What you have to do> Set down the entries below exactly as written.

Materials provided>

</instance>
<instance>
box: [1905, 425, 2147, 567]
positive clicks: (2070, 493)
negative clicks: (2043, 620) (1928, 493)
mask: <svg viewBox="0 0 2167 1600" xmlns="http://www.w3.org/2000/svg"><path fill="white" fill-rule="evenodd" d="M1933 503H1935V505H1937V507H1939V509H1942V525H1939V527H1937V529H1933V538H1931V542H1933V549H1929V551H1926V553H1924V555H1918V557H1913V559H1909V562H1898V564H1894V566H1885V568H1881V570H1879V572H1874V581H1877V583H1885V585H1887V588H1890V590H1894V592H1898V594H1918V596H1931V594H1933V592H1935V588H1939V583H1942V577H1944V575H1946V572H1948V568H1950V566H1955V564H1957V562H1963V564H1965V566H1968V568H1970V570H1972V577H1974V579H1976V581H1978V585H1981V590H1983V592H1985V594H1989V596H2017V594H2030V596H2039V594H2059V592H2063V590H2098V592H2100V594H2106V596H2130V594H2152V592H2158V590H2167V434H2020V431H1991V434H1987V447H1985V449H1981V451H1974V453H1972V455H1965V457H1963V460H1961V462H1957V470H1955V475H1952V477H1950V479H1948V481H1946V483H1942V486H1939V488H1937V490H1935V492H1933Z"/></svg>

Problem solution>
</instance>
<instance>
box: [1905, 425, 2147, 567]
positive clicks: (2070, 493)
negative clicks: (2043, 620) (1928, 493)
mask: <svg viewBox="0 0 2167 1600" xmlns="http://www.w3.org/2000/svg"><path fill="white" fill-rule="evenodd" d="M1933 503H1935V505H1937V507H1939V509H1942V525H1939V527H1937V529H1933V538H1931V542H1933V549H1929V551H1926V553H1924V555H1918V557H1913V559H1909V562H1898V564H1894V566H1885V568H1881V570H1879V572H1874V581H1877V583H1885V585H1887V588H1890V590H1894V592H1898V594H1918V596H1931V594H1933V592H1935V588H1939V583H1942V577H1944V575H1946V572H1948V568H1950V566H1955V564H1957V562H1963V564H1965V566H1968V568H1970V570H1972V577H1974V579H1976V581H1978V585H1981V590H1983V592H1985V594H1989V596H2017V594H2030V596H2039V594H2059V592H2063V590H2098V592H2100V594H2106V596H2130V594H2152V592H2158V590H2167V434H2020V431H1991V434H1987V447H1985V449H1981V451H1974V453H1972V455H1965V457H1963V460H1961V462H1957V470H1955V475H1952V477H1950V479H1948V481H1946V483H1942V486H1939V488H1937V490H1935V492H1933Z"/></svg>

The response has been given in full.